* [YOUR ASSIGNMENT]: Read the listing below. Then repeat it exactly.

* [RECORDS SHOWN]:
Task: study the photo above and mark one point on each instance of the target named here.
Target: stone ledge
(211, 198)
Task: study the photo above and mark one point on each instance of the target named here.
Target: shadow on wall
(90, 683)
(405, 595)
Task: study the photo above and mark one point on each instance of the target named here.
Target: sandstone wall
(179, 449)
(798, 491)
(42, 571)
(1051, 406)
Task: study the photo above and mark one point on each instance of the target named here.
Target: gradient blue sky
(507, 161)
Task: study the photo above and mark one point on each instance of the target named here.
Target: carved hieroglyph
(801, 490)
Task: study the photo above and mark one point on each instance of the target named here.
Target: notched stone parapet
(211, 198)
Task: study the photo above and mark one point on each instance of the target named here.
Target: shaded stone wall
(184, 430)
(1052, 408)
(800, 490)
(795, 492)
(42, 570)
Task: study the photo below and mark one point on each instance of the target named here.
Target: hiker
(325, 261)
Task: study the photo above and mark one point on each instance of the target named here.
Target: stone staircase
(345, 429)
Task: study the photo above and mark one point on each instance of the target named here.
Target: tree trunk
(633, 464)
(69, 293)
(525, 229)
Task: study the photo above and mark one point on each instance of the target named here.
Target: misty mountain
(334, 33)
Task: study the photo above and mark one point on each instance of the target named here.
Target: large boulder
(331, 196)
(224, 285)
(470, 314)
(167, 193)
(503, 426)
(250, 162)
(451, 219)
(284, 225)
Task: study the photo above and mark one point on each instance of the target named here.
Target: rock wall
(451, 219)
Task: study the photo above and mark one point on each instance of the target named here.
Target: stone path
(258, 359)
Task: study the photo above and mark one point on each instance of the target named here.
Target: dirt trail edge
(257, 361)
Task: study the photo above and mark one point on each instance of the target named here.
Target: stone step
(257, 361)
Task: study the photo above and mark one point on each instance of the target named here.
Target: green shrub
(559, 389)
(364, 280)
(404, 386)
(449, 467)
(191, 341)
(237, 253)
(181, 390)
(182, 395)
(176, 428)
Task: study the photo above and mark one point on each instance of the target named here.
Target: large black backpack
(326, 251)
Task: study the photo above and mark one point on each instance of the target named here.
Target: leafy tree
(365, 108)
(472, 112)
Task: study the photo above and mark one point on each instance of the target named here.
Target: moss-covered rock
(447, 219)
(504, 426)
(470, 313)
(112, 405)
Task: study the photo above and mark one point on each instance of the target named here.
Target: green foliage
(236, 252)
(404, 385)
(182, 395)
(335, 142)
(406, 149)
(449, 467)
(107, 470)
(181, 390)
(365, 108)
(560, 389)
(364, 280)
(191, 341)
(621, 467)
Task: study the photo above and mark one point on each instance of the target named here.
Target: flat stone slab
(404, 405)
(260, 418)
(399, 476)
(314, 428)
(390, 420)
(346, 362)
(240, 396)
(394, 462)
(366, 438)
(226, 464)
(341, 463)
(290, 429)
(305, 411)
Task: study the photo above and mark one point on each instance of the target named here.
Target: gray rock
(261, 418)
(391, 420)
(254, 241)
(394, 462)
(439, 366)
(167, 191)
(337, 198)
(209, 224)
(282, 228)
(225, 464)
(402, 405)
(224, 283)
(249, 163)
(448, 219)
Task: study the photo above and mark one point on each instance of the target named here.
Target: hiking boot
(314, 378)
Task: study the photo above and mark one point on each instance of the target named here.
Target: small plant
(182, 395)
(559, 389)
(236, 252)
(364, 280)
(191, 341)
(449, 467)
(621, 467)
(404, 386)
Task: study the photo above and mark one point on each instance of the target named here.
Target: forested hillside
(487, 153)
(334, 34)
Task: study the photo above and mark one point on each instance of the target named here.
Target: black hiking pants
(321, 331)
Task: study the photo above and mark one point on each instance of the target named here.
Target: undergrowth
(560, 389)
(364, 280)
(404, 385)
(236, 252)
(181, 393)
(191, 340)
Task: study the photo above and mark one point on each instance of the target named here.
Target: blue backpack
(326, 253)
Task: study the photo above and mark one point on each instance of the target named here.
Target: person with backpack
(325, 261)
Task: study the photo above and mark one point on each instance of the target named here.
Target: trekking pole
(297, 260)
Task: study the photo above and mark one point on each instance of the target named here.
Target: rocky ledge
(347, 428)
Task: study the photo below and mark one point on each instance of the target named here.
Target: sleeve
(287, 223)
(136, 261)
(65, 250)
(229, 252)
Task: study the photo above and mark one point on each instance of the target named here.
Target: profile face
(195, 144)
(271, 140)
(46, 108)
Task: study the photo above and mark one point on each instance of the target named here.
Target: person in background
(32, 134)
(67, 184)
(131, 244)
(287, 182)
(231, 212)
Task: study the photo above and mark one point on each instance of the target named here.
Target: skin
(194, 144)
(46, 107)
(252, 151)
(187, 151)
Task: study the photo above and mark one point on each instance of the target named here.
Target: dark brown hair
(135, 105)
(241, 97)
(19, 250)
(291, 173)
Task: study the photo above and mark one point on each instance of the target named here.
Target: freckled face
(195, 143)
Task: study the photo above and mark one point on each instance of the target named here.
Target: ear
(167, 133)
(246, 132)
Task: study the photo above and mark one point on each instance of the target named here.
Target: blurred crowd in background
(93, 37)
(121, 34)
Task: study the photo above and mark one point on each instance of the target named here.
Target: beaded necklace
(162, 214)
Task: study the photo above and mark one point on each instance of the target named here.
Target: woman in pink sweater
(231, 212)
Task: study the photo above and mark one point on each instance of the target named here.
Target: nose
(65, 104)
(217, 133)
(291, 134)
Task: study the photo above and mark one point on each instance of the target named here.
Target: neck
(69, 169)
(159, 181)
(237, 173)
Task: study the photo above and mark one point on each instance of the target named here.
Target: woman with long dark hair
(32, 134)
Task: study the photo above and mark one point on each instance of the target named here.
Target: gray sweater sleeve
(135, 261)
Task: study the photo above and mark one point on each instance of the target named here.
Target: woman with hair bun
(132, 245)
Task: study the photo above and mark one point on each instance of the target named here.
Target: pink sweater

* [RESPONSE BOX]:
Task: study the photo above and mark one point on each instance of the target named here.
Target: stone ledge
(211, 198)
Task: study the photo above and mark one point on each instance of the target named here.
Target: shadow on wall
(90, 683)
(405, 595)
Task: study the photo above and mark one point on each instance of the target named here.
Target: sandstone wall
(179, 449)
(798, 491)
(42, 571)
(1051, 406)
Task: study the photo above and mark one point on each instance of the target named here.
Target: gradient blue sky
(507, 161)
Task: study the photo above and mark one point on each instance of the target named here.
Target: carved hieroglyph
(801, 490)
Task: study the photo above and mark one point on each instance of the target named here.
Target: notched stone parapet
(211, 198)
Task: study the photo above and mark one point on each instance of the target named here.
Target: shaded stone wall
(184, 430)
(1052, 408)
(800, 490)
(795, 492)
(42, 570)
Task: study the photo below and mark one point on each instance of the target named here.
Target: hiker
(325, 261)
Task: study the photo above and mark one point on each instance of the target named here.
Target: stone staircase
(345, 429)
Task: study the photo above and mark one point on each instance of the target named here.
Target: tree trunk
(633, 464)
(69, 293)
(525, 229)
Task: study the photo above and mark one point on each instance of the target named here.
Target: misty mountain
(334, 33)
Task: study the photo above and mark one point on each instance of the target named here.
Target: large boulder
(331, 196)
(224, 285)
(470, 314)
(167, 193)
(503, 426)
(250, 162)
(451, 219)
(284, 225)
Task: study the photo above and mark one point on each instance of the target named here.
Target: rock wall
(451, 219)
Task: study the photo above and mark one point on each instance of the target named here.
Target: stone path
(258, 359)
Task: study the photo above and mark one point on each instance of the target named here.
Target: dirt trail edge
(257, 361)
Task: study the photo above and mark one point on each instance of the target named here.
Target: stone step
(257, 361)
Task: study the photo above and mark one point on each instance of the target named here.
Target: green shrub
(559, 389)
(364, 280)
(404, 386)
(449, 467)
(191, 341)
(237, 253)
(181, 390)
(182, 395)
(176, 428)
Task: study the photo above and mark one point on each instance of the target named here.
Target: large black backpack
(326, 251)
Task: study the photo above and mark one point on each instance of the target named here.
Target: leafy tree
(365, 108)
(472, 112)
Task: study the photo above and mark one point on each instance of the target named here.
Target: moss-covered rock
(447, 219)
(504, 426)
(470, 313)
(112, 405)
Task: study the photo above and mark one point on each instance of the target named here.
Target: green foliage
(236, 252)
(404, 385)
(182, 395)
(335, 142)
(406, 149)
(449, 467)
(107, 470)
(181, 390)
(365, 108)
(560, 389)
(364, 280)
(191, 341)
(621, 467)
Task: study the photo above and mark one point on each instance of the target named here.
Target: flat stone slab
(404, 405)
(260, 418)
(399, 476)
(314, 428)
(390, 420)
(346, 362)
(240, 396)
(394, 462)
(366, 438)
(226, 464)
(341, 463)
(290, 429)
(305, 411)
Task: study the photo above and mark one point on each instance of the target named here.
Target: gray rock
(261, 418)
(391, 420)
(254, 241)
(394, 462)
(439, 366)
(167, 191)
(337, 198)
(209, 224)
(282, 228)
(225, 464)
(402, 405)
(224, 283)
(249, 163)
(448, 219)
Task: study the photo above and mark one point on each instance of the target named here.
Target: hiking boot
(314, 378)
Task: study the photo above and mark one point on each instance of the target named here.
Target: small plant
(182, 395)
(559, 389)
(236, 252)
(364, 280)
(191, 341)
(449, 467)
(621, 467)
(404, 386)
Task: study the photo above and mark one point on each instance of the target named here.
Target: forested hillside
(487, 153)
(334, 34)
Task: study the photo above and mark one point on each instance of the target named here.
Target: black hiking pants
(321, 331)
Task: study the photo above and mark one point on each instance of the target named here.
Target: undergrowth
(560, 389)
(364, 280)
(404, 385)
(236, 252)
(181, 393)
(191, 340)
Task: study the photo above and mark one point on each instance of the target named here.
Target: blue backpack
(326, 253)
Task: study the photo above and mark one point on each instance of the target named here.
Target: person with backpack
(325, 261)
Task: study the photo above and mark one point on each instance of the target named here.
Target: trekking pole
(297, 260)
Task: study the photo above and mark one point on each instance of the target named here.
Target: rocky ledge
(347, 428)
Task: study the photo below and mark one point on each instance of the target named here.
Target: sleeve
(287, 223)
(136, 261)
(65, 250)
(229, 252)
Task: study the photo above and mark one point on each instance of the target named here.
Target: profile face
(195, 144)
(271, 140)
(46, 108)
Task: study the photo above and mark one point on each instance of the target named here.
Target: person in background
(32, 134)
(67, 184)
(131, 244)
(287, 182)
(231, 212)
Task: study the photo above and mark one point on each instance of the target named here.
Target: skin
(194, 144)
(46, 107)
(252, 151)
(187, 151)
Task: study the photo above and mark one point on each instance of the target named here.
Target: dark brown hair
(135, 105)
(241, 97)
(19, 250)
(291, 173)
Task: study the photo above and mark one point on each instance of the target named here.
Target: freckled face
(195, 143)
Task: study the photo above and mark one point on each instance of the target named here.
Target: ear
(167, 133)
(246, 132)
Task: study the photo above and mark one point on each instance of the target named here.
Target: blurred crowd in background
(93, 37)
(121, 34)
Task: study the photo above and mark one point on each instance of the target named here.
Target: beaded necklace
(162, 214)
Task: study the photo above and mark one point on each instance of the target named here.
Target: woman in pink sweater
(231, 212)
Task: study the photo above and mark one point on each instance of the target named here.
Target: nose
(65, 104)
(217, 133)
(291, 134)
Task: study the photo above and mark one point on each instance of the target named here.
Target: neck
(69, 169)
(159, 181)
(237, 173)
Task: study the photo above and mark one point on each instance of the target named here.
Target: woman with long dark hair
(32, 134)
Task: study the photo above and mark one point on each instance of the target named here.
Target: gray sweater sleeve
(135, 261)
Task: study the photo above and mark one point on each instance of the target named here.
Target: woman with hair bun
(132, 245)
Task: study the photo above and mark one point on each instance of the target named here.
Target: pink sweater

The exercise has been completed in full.